-- begin TEXT BLOCK --

Nowhere is the issue of flood risk and resiliency more prevalent than in coastal communities along the Gulf of Mexico. In recognition of this, Texas A&M University at Galveston and Delft University partnered to hold a colloquium on flood risk reduction in the Netherlands during the summer of 2013. Graduate students and faculty members, from both institutions representing a diversity of disciplines, came together for four days to share their ongoing research and develop a joint future research agenda on coastal flood risk reduction within the two countries. The colloquium agenda included a mixture of research presentations and field trips to assess specific flood mitigation. Throughout the colloquium, the participants explained different aspects of their work and its relationship to flood risk management. Special attention was paid to the application of Dutch practices to the Houston-Galveston area.

At the conclusion of the colloquium, participants agreed to initiate a bi-national research program on flood risk reduction. The proposed conceptual framework guiding the research starts with a better understanding of flood risk and ends with concerted policy recommendation and visualization of mitigation alternatives. Specific projects within this program will address the overarching research question: How to most effectively reduce flood risk/impact in a multi-hazard, integrated, coastal system?

In the short-term, participants will continue to leverage existing projects, continue student international exchange, and pursue a follow-up workshop in Texas. Also, case studies in both countries will be identified for more detailed analysis. Lastly, joint peer reviewed publications stemming from existing research will be pursued over the 2013-14 academic year. Longer-term activities will involve the pursuit of joint funding for projects that will advance the conceptual framework. Through concerted research and educational initiatives, program participants will form a better understanding of how to reduce the adverse impacts of floods in coastal regions.

Duration: July 22-25, 2013, Delft University, Netherlands
Funding Agency: National Science Foundation (NSF), the Center for Texas Beaches and Shores, Delft University, Sea Lion Technologies, Inc., and George Mitchell Chairs.
PI:  Dr. Sam Brody
Attendees: Alexandra Stiles, (TAMUG); Antonia Sebastian, (Rice University); Cherie Coffman, (TAMUG); Jens Figlus, (TAMUG); Morgan Wilson, (TAMU); Patrick Doty, (TAMU); Peter de Vries, (TU Delft / TAMUG); Robert Whalin, (Jackson State University); Russell Blessing, (TAMUG); Sam Brody, (TAMUG); Thomas Richardson, (Jackson State University); William Merrell, (TAMUG)

-- end TEXT BLOCK --
-- begin RECORDS --

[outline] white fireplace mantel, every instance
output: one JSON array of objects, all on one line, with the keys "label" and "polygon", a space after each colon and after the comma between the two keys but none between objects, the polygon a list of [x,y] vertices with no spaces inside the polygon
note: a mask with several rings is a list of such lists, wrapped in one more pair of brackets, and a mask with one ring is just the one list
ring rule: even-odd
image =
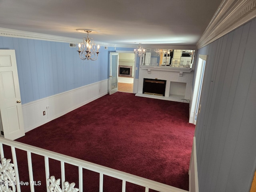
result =
[{"label": "white fireplace mantel", "polygon": [[148,74],[150,74],[152,70],[158,70],[160,71],[173,71],[179,72],[180,76],[182,77],[183,73],[190,73],[193,70],[192,69],[190,68],[185,68],[181,67],[162,67],[162,66],[148,66],[145,65],[140,66],[140,68],[142,69],[145,69],[148,70]]},{"label": "white fireplace mantel", "polygon": [[[183,102],[189,102],[191,98],[192,69],[178,67],[141,65],[139,71],[136,96],[149,97]],[[144,78],[166,80],[164,96],[143,93]]]}]

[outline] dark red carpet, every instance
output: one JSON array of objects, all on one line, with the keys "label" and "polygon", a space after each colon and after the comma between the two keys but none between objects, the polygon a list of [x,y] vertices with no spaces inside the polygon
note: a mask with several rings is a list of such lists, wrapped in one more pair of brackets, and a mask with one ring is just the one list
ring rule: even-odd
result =
[{"label": "dark red carpet", "polygon": [[[187,103],[118,92],[34,129],[16,140],[188,190],[195,128],[188,122],[189,108]],[[17,155],[19,168],[26,167],[26,154],[20,153]],[[34,173],[35,180],[42,179],[39,173],[44,173],[44,158],[38,156],[32,157],[33,167],[38,172]],[[60,178],[60,164],[53,162],[50,175]],[[76,182],[78,188],[78,174],[68,167],[67,180]],[[98,191],[98,174],[85,170],[84,173],[84,189],[88,190],[84,191]],[[28,177],[20,179],[28,180]],[[118,180],[104,179],[104,191],[121,191],[122,183]],[[94,183],[97,186],[91,186]],[[128,184],[127,188],[134,191],[132,186]],[[40,190],[38,187],[36,191]]]}]

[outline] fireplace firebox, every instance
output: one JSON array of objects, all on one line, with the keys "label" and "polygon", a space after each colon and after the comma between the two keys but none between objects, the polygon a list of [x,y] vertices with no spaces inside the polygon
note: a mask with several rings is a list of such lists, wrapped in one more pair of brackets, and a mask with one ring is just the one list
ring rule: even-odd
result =
[{"label": "fireplace firebox", "polygon": [[164,96],[166,80],[144,78],[142,93]]},{"label": "fireplace firebox", "polygon": [[132,76],[132,66],[119,65],[118,68],[118,76],[124,76],[125,77]]}]

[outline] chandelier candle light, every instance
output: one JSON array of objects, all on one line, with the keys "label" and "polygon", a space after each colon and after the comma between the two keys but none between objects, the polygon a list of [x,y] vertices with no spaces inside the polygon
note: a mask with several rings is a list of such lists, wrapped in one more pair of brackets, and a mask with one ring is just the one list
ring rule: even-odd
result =
[{"label": "chandelier candle light", "polygon": [[83,42],[78,44],[78,50],[79,57],[82,60],[92,60],[95,61],[98,58],[98,56],[100,53],[99,49],[100,45],[97,46],[97,51],[95,50],[95,44],[92,38],[89,38],[89,33],[92,31],[88,30],[84,30],[87,33],[87,37],[83,39]]},{"label": "chandelier candle light", "polygon": [[137,49],[134,49],[134,53],[136,54],[139,57],[143,57],[145,52],[145,49],[143,49],[140,43]]}]

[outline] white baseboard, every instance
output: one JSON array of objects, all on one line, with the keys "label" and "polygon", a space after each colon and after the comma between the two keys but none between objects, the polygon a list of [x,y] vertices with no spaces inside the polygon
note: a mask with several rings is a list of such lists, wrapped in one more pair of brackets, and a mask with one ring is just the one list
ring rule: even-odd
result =
[{"label": "white baseboard", "polygon": [[23,104],[25,132],[107,94],[108,81],[107,79]]},{"label": "white baseboard", "polygon": [[189,174],[189,191],[190,192],[198,192],[199,190],[197,173],[196,148],[195,137],[194,137],[188,174]]}]

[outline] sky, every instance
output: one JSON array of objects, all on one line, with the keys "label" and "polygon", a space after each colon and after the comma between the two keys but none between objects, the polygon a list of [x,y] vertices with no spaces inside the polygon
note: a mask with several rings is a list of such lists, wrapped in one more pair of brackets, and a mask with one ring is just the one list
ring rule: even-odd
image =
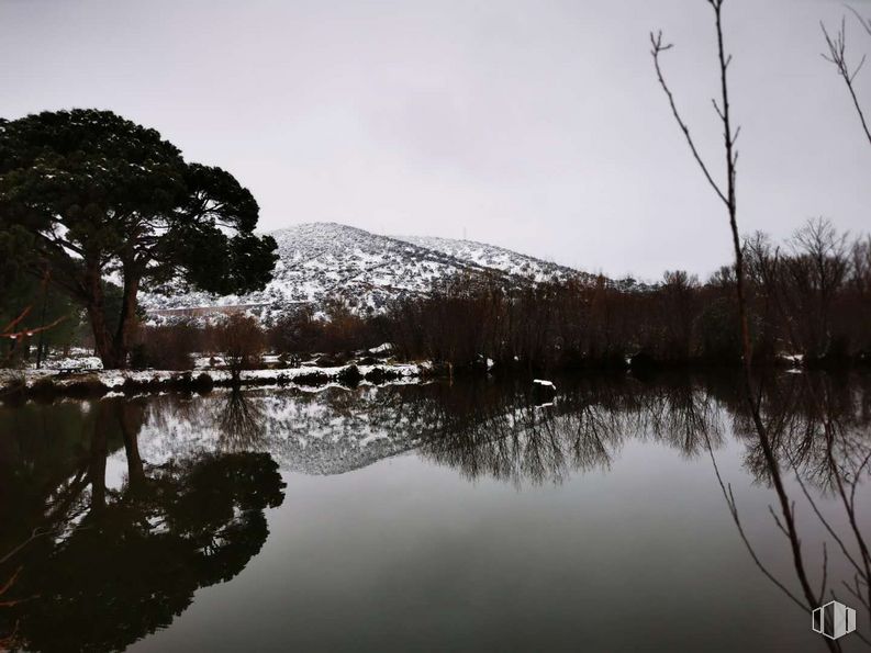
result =
[{"label": "sky", "polygon": [[[871,15],[871,2],[852,5]],[[820,53],[839,0],[726,0],[742,233],[870,229],[871,145]],[[468,237],[658,279],[730,260],[705,0],[0,0],[0,116],[99,108],[231,171],[264,229]],[[848,21],[851,54],[871,36]],[[871,65],[857,78],[871,111]]]}]

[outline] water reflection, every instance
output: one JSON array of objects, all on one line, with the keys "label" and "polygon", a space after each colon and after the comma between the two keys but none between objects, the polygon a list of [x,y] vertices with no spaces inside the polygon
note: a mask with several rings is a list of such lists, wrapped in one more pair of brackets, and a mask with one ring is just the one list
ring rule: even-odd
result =
[{"label": "water reflection", "polygon": [[[138,451],[144,415],[141,402],[96,403],[77,420],[80,434],[68,429],[65,460],[30,457],[49,453],[60,423],[5,442],[18,454],[2,474],[0,542],[13,552],[3,565],[5,646],[123,649],[171,623],[198,588],[233,578],[266,541],[264,509],[283,500],[269,454],[148,464]],[[35,426],[36,416],[22,417]],[[29,451],[31,438],[46,441]],[[107,461],[120,448],[126,479],[111,487]]]},{"label": "water reflection", "polygon": [[[168,626],[198,588],[230,581],[260,551],[264,510],[283,499],[279,469],[344,474],[413,451],[468,481],[522,488],[608,471],[635,442],[716,464],[734,435],[753,482],[771,481],[735,379],[558,386],[547,406],[525,383],[434,383],[0,408],[0,558],[11,552],[0,589],[13,581],[0,593],[0,637],[8,648],[114,650]],[[825,554],[803,542],[802,564],[820,600],[834,593],[871,619],[857,509],[871,460],[869,378],[778,375],[761,399],[792,498],[828,540]],[[722,477],[726,507],[756,555],[732,480]],[[778,521],[770,530],[782,537]],[[759,566],[795,594],[795,578]]]}]

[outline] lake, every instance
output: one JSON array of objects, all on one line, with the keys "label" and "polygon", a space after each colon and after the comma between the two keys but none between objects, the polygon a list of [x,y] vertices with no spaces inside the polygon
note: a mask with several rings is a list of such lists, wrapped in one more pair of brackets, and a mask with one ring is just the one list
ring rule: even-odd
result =
[{"label": "lake", "polygon": [[[556,397],[468,380],[1,405],[0,638],[827,650],[766,575],[804,598],[736,378],[555,383]],[[869,610],[844,583],[867,568],[871,379],[779,372],[762,397],[809,583],[825,566],[825,601],[858,613],[839,643],[861,650]]]}]

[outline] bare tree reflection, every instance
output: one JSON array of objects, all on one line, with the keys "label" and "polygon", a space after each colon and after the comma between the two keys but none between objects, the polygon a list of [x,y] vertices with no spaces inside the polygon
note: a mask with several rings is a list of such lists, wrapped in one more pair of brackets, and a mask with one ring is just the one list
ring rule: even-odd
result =
[{"label": "bare tree reflection", "polygon": [[[198,588],[233,578],[266,541],[264,509],[283,500],[271,457],[215,452],[149,465],[138,453],[143,415],[136,402],[98,402],[44,483],[26,464],[2,470],[11,472],[3,489],[15,493],[0,502],[1,517],[15,515],[0,533],[9,552],[0,578],[11,578],[0,583],[4,648],[124,649],[168,626]],[[122,448],[127,477],[112,487],[107,457]]]},{"label": "bare tree reflection", "polygon": [[260,403],[248,401],[239,389],[227,395],[217,415],[222,451],[255,451],[263,444],[266,417]]},{"label": "bare tree reflection", "polygon": [[[790,589],[791,583],[777,577],[760,559],[742,526],[732,487],[712,461],[732,517],[753,562],[760,571],[803,610],[823,605],[830,598],[844,599],[861,606],[871,621],[871,556],[867,536],[857,511],[857,493],[869,476],[871,463],[871,410],[869,410],[869,380],[864,376],[833,376],[829,374],[796,374],[768,380],[761,384],[760,415],[770,435],[781,470],[792,473],[796,491],[791,496],[793,518],[796,504],[805,507],[824,527],[827,539],[819,550],[818,589],[815,605],[806,605]],[[746,466],[757,480],[770,483],[774,471],[766,462],[751,419],[744,412],[733,414],[735,432],[745,441]],[[831,504],[824,509],[823,503]],[[803,556],[797,533],[785,529],[770,508],[773,523],[789,541],[793,551]],[[834,514],[833,514],[834,513]],[[840,515],[838,515],[840,513]],[[833,564],[833,555],[841,556],[850,570],[847,576],[835,573],[841,565]],[[794,560],[796,574],[806,573],[802,559]],[[852,600],[855,599],[855,600]],[[871,646],[861,632],[856,635]],[[833,650],[840,642],[826,640]]]}]

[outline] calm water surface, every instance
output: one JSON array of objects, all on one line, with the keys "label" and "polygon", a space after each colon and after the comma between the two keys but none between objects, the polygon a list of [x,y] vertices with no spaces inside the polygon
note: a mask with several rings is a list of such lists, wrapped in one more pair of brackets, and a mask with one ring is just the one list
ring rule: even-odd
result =
[{"label": "calm water surface", "polygon": [[[721,378],[0,406],[0,638],[32,651],[826,651]],[[869,532],[871,382],[764,385],[814,587]],[[548,405],[549,404],[549,405]],[[859,479],[857,482],[856,480]],[[10,582],[11,581],[11,582]],[[867,588],[860,585],[860,596]],[[866,594],[867,596],[867,594]],[[844,650],[863,650],[857,634]],[[2,648],[2,646],[0,646]]]}]

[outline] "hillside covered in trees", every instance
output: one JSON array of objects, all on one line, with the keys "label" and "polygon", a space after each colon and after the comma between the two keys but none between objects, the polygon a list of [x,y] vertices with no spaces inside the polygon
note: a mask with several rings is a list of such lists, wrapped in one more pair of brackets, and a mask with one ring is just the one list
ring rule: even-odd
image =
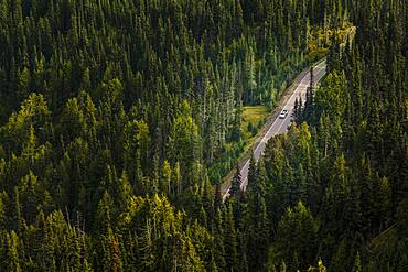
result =
[{"label": "hillside covered in trees", "polygon": [[[407,22],[407,0],[0,0],[0,271],[408,271]],[[325,53],[223,202],[243,108]]]}]

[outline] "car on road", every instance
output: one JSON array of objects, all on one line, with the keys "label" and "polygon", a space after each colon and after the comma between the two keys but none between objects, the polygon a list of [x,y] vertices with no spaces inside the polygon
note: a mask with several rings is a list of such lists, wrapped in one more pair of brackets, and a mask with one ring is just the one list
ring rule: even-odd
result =
[{"label": "car on road", "polygon": [[279,119],[284,119],[287,116],[288,116],[288,110],[282,110],[281,112],[280,112],[280,115],[279,115]]}]

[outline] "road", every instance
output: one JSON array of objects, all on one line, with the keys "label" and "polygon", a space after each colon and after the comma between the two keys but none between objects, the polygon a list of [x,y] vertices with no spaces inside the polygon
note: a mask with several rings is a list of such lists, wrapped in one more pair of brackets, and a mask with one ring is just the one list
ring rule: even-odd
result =
[{"label": "road", "polygon": [[[313,68],[314,85],[318,85],[320,79],[324,76],[325,67],[326,67],[325,61],[320,62],[314,66]],[[270,122],[269,124],[270,127],[267,129],[267,132],[260,137],[259,141],[257,141],[256,146],[254,149],[254,157],[256,161],[258,161],[259,157],[264,154],[265,146],[267,142],[269,141],[269,139],[271,139],[272,137],[277,134],[287,132],[288,126],[291,123],[290,119],[293,112],[294,101],[297,98],[299,99],[300,96],[302,97],[302,101],[303,102],[305,101],[305,93],[307,93],[308,86],[310,86],[310,79],[311,79],[310,73],[305,73],[305,75],[303,75],[303,78],[301,78],[300,80],[297,80],[298,85],[294,91],[292,93],[292,95],[290,96],[286,105],[280,109],[280,110],[283,110],[283,109],[288,110],[289,111],[288,116],[284,119],[280,119],[279,116],[276,116],[275,121]],[[248,184],[249,161],[250,160],[248,159],[240,168],[240,177],[241,177],[240,188],[243,191],[246,189],[247,184]],[[229,188],[230,188],[230,184],[225,186],[223,191],[225,192],[223,193],[223,199],[229,196]]]}]

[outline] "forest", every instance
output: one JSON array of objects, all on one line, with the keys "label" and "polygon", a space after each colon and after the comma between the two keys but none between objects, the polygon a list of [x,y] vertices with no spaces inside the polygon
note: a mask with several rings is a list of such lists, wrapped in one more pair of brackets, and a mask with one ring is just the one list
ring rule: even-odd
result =
[{"label": "forest", "polygon": [[0,271],[406,272],[407,133],[408,0],[0,0]]}]

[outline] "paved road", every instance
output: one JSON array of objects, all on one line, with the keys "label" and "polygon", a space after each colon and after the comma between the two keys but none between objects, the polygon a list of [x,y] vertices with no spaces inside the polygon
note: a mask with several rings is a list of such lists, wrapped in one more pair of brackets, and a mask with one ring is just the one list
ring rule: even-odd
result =
[{"label": "paved road", "polygon": [[[315,85],[324,76],[325,67],[326,67],[325,61],[320,62],[318,65],[314,66],[313,74],[314,74]],[[300,83],[298,84],[296,90],[293,91],[291,97],[288,99],[284,107],[282,108],[289,111],[288,116],[284,119],[280,119],[279,117],[276,117],[275,121],[271,122],[269,129],[261,137],[260,141],[257,141],[257,145],[254,150],[254,157],[256,161],[258,161],[259,157],[262,155],[265,146],[267,142],[269,141],[269,139],[271,139],[272,137],[277,134],[287,132],[288,126],[290,124],[291,115],[293,112],[294,101],[297,98],[299,99],[300,96],[302,97],[302,101],[303,102],[305,101],[305,93],[307,93],[308,86],[310,86],[310,79],[311,79],[310,73],[307,73],[303,76],[303,78],[300,80]],[[247,184],[248,184],[249,161],[250,160],[247,160],[244,166],[240,168],[240,176],[243,181],[240,187],[243,191],[246,189]],[[230,188],[230,184],[226,187],[226,192],[223,195],[224,199],[229,196],[229,188]]]}]

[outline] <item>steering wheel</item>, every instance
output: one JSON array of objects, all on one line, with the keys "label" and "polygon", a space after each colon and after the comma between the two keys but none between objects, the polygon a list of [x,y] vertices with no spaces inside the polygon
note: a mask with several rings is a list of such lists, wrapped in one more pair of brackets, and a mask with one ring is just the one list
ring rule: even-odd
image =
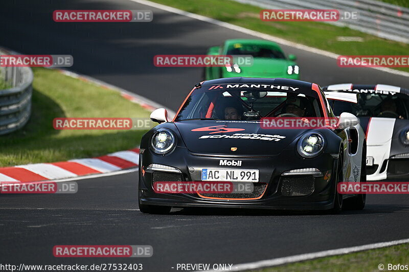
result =
[{"label": "steering wheel", "polygon": [[278,115],[277,117],[300,117],[297,114],[294,114],[294,113],[291,113],[290,112],[286,112],[284,113],[282,113],[279,115]]},{"label": "steering wheel", "polygon": [[392,111],[384,111],[379,113],[379,117],[399,118],[399,115],[396,112]]}]

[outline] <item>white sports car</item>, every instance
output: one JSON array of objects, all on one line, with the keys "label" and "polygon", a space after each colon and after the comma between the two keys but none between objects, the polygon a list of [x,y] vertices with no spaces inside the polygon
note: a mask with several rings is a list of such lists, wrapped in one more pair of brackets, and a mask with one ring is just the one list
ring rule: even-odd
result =
[{"label": "white sports car", "polygon": [[333,101],[332,106],[335,115],[356,115],[366,131],[367,180],[409,177],[409,89],[348,83],[323,90],[333,95],[358,94],[357,103]]}]

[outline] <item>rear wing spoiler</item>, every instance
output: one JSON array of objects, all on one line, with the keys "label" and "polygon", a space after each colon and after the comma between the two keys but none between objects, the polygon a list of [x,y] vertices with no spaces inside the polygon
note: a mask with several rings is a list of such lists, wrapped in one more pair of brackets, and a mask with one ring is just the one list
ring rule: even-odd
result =
[{"label": "rear wing spoiler", "polygon": [[357,104],[359,94],[348,91],[324,91],[325,97],[328,100],[336,100]]}]

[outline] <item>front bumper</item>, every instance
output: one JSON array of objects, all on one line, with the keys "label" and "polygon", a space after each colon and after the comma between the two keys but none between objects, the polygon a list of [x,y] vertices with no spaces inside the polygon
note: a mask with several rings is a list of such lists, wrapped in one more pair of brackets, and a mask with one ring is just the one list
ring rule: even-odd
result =
[{"label": "front bumper", "polygon": [[[163,156],[153,154],[146,149],[140,157],[139,201],[146,205],[180,207],[200,206],[298,210],[332,208],[335,180],[332,173],[336,172],[337,159],[326,153],[315,158],[307,159],[298,154],[289,154],[291,152],[296,152],[288,151],[281,155],[268,157],[226,157],[192,154],[186,148],[178,147],[171,154]],[[220,166],[220,160],[240,160],[242,161],[241,166]],[[177,168],[180,172],[180,180],[183,181],[201,180],[203,168],[258,169],[260,172],[259,183],[265,183],[266,188],[260,195],[245,199],[237,199],[234,196],[210,198],[198,193],[157,193],[153,189],[154,173],[166,173],[166,171],[156,169],[147,171],[147,167],[151,164]],[[323,175],[321,177],[313,177],[311,175],[282,175],[290,170],[304,168],[316,168]],[[157,178],[155,179],[157,181]],[[303,187],[307,183],[309,185],[306,187],[310,189],[310,191],[306,190],[304,188],[306,186]],[[291,186],[294,186],[296,191],[301,190],[303,193],[297,195],[289,194],[292,190],[291,186],[289,189],[289,184],[292,184]]]}]

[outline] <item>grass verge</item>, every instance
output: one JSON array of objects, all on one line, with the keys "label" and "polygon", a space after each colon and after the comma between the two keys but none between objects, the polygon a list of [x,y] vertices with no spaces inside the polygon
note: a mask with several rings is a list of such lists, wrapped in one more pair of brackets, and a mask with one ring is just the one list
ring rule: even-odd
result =
[{"label": "grass verge", "polygon": [[119,92],[33,69],[32,112],[21,130],[0,136],[0,167],[92,157],[139,145],[141,130],[55,130],[55,117],[148,117]]},{"label": "grass verge", "polygon": [[409,267],[409,244],[400,244],[344,255],[320,258],[311,261],[299,262],[257,271],[259,272],[304,271],[379,272],[382,270],[378,268],[378,265],[381,264],[383,265],[383,270],[384,271],[405,270],[388,269],[388,265],[389,264],[392,265],[400,264]]},{"label": "grass verge", "polygon": [[[263,9],[231,0],[151,1],[339,55],[406,55],[409,52],[408,44],[347,27],[317,22],[264,22],[259,16]],[[360,37],[363,41],[339,41],[338,36]],[[395,69],[409,71],[408,67]]]},{"label": "grass verge", "polygon": [[11,87],[11,86],[10,84],[8,84],[3,79],[0,78],[0,90],[8,89]]}]

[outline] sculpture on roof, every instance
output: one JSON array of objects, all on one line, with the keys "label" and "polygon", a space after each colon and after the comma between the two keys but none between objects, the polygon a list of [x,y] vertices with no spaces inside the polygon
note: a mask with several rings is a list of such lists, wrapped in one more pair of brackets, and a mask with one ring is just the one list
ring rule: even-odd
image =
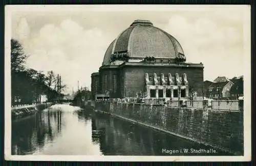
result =
[{"label": "sculpture on roof", "polygon": [[148,85],[150,84],[150,79],[148,78],[148,74],[147,73],[146,73],[145,74],[145,79],[146,79],[146,85]]},{"label": "sculpture on roof", "polygon": [[178,64],[183,64],[186,62],[186,57],[183,53],[179,52],[177,56],[175,58],[176,63]]},{"label": "sculpture on roof", "polygon": [[177,85],[177,86],[179,86],[180,85],[180,78],[179,77],[179,74],[176,73],[176,78]]},{"label": "sculpture on roof", "polygon": [[185,85],[185,86],[187,86],[188,85],[188,81],[187,81],[187,75],[186,74],[186,73],[184,73],[183,74],[183,79],[184,79],[184,84]]},{"label": "sculpture on roof", "polygon": [[166,82],[164,79],[164,74],[163,74],[163,73],[161,74],[161,81],[162,81],[162,85],[165,85]]},{"label": "sculpture on roof", "polygon": [[170,73],[168,74],[168,79],[169,79],[169,84],[170,85],[174,85],[174,82],[173,81],[172,74]]},{"label": "sculpture on roof", "polygon": [[157,80],[157,74],[154,73],[154,81],[155,82],[155,85],[158,85],[158,81]]}]

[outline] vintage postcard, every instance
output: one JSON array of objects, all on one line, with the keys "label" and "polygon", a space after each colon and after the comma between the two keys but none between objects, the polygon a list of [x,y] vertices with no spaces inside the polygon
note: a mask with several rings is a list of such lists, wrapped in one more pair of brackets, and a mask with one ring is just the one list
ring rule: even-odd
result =
[{"label": "vintage postcard", "polygon": [[250,6],[5,14],[6,160],[251,160]]}]

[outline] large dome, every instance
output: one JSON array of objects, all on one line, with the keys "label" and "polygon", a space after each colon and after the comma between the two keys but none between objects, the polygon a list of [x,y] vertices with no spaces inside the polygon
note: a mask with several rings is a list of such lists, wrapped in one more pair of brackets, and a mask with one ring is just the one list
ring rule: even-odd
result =
[{"label": "large dome", "polygon": [[123,31],[108,48],[102,65],[109,65],[111,55],[126,54],[130,58],[175,59],[179,53],[184,54],[179,42],[165,31],[154,26],[147,20],[135,20]]}]

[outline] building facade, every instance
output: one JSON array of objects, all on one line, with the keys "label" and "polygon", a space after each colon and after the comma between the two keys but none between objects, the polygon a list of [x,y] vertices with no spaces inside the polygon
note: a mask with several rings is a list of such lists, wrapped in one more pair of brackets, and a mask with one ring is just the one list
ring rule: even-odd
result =
[{"label": "building facade", "polygon": [[230,80],[213,82],[208,88],[207,97],[209,98],[220,99],[230,97],[230,88],[233,83]]},{"label": "building facade", "polygon": [[244,96],[244,80],[241,77],[239,79],[231,80],[234,84],[230,89],[230,98],[237,100],[239,97]]},{"label": "building facade", "polygon": [[203,65],[188,63],[179,42],[135,20],[110,45],[99,72],[92,74],[93,97],[187,98],[202,96]]}]

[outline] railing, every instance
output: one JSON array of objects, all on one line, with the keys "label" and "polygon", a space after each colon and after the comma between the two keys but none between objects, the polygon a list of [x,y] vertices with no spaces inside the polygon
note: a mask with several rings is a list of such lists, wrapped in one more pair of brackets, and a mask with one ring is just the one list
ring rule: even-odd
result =
[{"label": "railing", "polygon": [[180,102],[178,100],[169,100],[168,101],[168,106],[171,107],[179,107]]},{"label": "railing", "polygon": [[[108,99],[97,99],[96,101],[109,101],[118,103],[135,103],[151,104],[166,104],[164,98],[115,98]],[[205,102],[206,101],[206,102]],[[187,108],[206,108],[227,110],[243,110],[243,100],[168,100],[168,106],[184,107]]]},{"label": "railing", "polygon": [[203,101],[200,100],[187,100],[186,107],[187,108],[203,108]]},{"label": "railing", "polygon": [[11,107],[17,107],[17,106],[27,106],[27,105],[35,105],[37,104],[41,104],[41,103],[46,103],[47,101],[46,102],[26,102],[26,103],[23,103],[23,102],[14,102],[14,103],[12,103],[11,104]]},{"label": "railing", "polygon": [[218,100],[211,101],[211,108],[213,109],[243,110],[243,103],[239,100]]}]

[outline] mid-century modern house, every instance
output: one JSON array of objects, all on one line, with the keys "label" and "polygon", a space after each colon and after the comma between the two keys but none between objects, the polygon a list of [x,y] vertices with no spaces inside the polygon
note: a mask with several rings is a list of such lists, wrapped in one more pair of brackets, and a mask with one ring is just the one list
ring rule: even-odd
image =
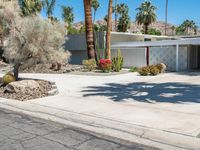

-- end RECORDS --

OBJECTIVE 1:
Reproduce word for word everything in the passage on the flood risk colloquium from "In the short-term, participants" down to "George Mitchell Chairs.".
OBJECTIVE 2:
Quote everything in the rows from the line containing "[outline] mid-century modern" down to the end of the rows, leaving out any pictures.
The passage about the flood risk colloquium and the rows come from separate sources.

WORKED SOLUTION 1:
In the short-term, participants will continue to leverage existing projects, continue student international exchange, and pursue a follow-up workshop in Texas. Also, case studies in both countries will be identified for more detailed analysis. Lastly, joint peer reviewed publications stemming from existing research will be pursued over the 2013-14 academic year. Longer-term activities will involve the pursuit of joint funding for projects that will advance the conceptual framework. Through concerted research and educational initiatives, program participants will form a better understanding of how to reduce the adverse impacts of floods in coastal regions.

Duration: July 22-25, 2013, Delft University, Netherlands
Funding Agency: National Science Foundation (NSF), the Center for Texas Beaches and Shores, Delft University, Sea Lion Technologies, Inc., and George Mitchell Chairs.

WORKED SOLUTION 2:
[outline] mid-century modern house, every instance
output: one JSON array of objects, all on one line, with the keys "label" and "polygon", a space after each colon and after the comma between the two keys but none between objects, the polygon a list of [x,y] vertices with no spaces inside the polygon
note: a mask with several rings is a list of such lists, wrapped in one more pair of brackets, and a mask with one ring is just the one list
ring rule: even-odd
image =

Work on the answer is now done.